▶ Document:
>>>>
For instance, in the South, in Myra, a public coach came to fetch us at the hotel because one of us had hurt his knee; in any small sunburnt lonely beach you may go you'll find a little restaurant and a shower, or, at least, someone selling drinks. After two weeks in Turkey, in my first trip there, my companion, who had arrived anxious and stressed, used to say: “I'm sure that if I sit down on the border of the road and weep saying I want mama, somehow in half an hour they'll get me a substitute!”

Istanbul, we said.
To sleep: preferably in one of the many small hotels in Sultanhamet. They are chiefly ex-houses of pashas, reconstructed to make three or four stars hotels, small but quite comfortable, giving you the idea of what urban residences were of well off Turkish people in ‘700 and ‘800.
According to your budget, you might chose to spend a night at the Pera Palce, magnificent and just a little decadent, I think it could be a pleasant experience.
However for the first or last nights in Istanbul the best is to book for the hotel in advance, which will anyhow be the most expensive thing in your trip.
<<<<
▶ Required tasks:
A - Condense the paragraph of the Turkey travel notes that begins "To sleep: preferably" into a short bulleted list that keeps its main facts.
B - Reproduce the passage of the Turkey travel notes starting at "According to your" and ending at "in your trip.", word for word.
Rely on the travel notes alone, with no outside knowledge.

▶ Stored records:
>>>>
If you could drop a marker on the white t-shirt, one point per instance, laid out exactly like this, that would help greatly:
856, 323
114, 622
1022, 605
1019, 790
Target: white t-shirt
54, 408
<<<<
▶ Responses in order:
A -
- Preferred lodging: one of the many small hotels in Sultanhamet.
- Mostly former pashas' houses, reconstructed as three- or four-star hotels.
- Small but quite comfortable.
- They give an idea of the urban residences of well-off Turkish people in ‘700 and ‘800.

B -
According to your budget, you might chose to spend a night at the Pera Palce, magnificent and just a little decadent, I think it could be a pleasant experience.
However for the first or last nights in Istanbul the best is to book for the hotel in advance, which will anyhow be the most expensive thing in your trip.